(What to do)
Would you copy out, exactly as written, each line from the one containing "mark the green foliage" to the end of the records below?

(Saved entries)
-- Opening Marker --

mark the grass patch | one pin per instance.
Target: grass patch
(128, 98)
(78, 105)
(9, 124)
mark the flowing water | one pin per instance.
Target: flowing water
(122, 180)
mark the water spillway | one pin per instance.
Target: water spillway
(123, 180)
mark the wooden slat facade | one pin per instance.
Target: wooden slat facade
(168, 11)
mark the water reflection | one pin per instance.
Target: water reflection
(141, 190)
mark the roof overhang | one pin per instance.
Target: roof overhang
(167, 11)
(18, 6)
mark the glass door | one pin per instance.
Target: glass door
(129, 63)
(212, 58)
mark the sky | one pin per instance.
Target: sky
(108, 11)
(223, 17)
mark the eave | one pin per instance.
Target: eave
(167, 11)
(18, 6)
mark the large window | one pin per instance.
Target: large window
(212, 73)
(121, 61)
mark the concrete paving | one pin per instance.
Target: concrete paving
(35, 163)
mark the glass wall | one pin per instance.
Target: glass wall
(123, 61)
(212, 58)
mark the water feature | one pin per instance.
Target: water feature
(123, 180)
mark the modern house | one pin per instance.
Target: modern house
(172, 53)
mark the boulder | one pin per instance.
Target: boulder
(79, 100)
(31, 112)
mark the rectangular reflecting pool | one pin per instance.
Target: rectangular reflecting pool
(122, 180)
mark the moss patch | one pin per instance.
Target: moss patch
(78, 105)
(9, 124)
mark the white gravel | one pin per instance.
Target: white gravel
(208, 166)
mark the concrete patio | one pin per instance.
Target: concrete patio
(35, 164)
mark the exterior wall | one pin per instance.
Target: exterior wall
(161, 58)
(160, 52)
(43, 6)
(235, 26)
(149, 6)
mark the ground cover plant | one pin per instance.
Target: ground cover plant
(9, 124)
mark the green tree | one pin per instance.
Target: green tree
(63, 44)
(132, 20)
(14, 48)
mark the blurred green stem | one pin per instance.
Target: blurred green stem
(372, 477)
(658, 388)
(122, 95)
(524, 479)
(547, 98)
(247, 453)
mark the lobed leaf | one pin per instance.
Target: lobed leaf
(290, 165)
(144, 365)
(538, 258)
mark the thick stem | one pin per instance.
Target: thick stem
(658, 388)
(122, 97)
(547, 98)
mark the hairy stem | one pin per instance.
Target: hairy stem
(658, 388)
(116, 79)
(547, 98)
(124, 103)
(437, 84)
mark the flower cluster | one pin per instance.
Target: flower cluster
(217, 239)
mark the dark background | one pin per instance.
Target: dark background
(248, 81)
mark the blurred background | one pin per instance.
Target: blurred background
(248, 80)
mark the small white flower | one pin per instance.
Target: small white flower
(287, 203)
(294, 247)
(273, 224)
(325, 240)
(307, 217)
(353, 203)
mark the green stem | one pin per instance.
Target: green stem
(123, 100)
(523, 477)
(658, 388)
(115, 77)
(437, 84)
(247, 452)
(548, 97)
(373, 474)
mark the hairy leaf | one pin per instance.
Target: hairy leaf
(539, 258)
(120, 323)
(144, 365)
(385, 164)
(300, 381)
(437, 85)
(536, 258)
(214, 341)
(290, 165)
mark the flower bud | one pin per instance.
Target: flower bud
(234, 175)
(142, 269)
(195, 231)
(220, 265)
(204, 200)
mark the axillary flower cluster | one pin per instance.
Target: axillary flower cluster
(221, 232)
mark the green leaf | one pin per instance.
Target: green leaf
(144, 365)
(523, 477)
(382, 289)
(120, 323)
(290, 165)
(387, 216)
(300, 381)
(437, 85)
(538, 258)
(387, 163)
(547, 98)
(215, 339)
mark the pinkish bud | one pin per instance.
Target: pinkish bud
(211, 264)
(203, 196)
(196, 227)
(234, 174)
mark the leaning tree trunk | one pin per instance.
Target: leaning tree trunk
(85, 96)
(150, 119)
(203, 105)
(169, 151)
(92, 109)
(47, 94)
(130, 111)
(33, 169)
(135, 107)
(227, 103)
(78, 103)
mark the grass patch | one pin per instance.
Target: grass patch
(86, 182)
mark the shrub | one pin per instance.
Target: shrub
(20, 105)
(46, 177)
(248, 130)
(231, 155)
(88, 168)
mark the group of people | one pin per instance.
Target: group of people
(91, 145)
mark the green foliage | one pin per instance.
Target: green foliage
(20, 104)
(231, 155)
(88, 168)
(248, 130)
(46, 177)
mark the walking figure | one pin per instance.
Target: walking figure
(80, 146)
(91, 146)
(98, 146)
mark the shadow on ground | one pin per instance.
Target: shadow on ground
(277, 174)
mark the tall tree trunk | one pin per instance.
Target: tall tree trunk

-- Closing Marker --

(Solution to this problem)
mark the green foliage | one pin per instance.
Target: green foliage
(20, 104)
(231, 155)
(88, 168)
(248, 130)
(46, 177)
mark the walking figure | one pin per instance.
Target: walking figure
(80, 146)
(91, 146)
(98, 146)
mark the shadow on ground | one pin per instance.
Target: shadow on ground
(277, 174)
mark the tall tree trunk | one pin per instance.
Target: tall tree trunk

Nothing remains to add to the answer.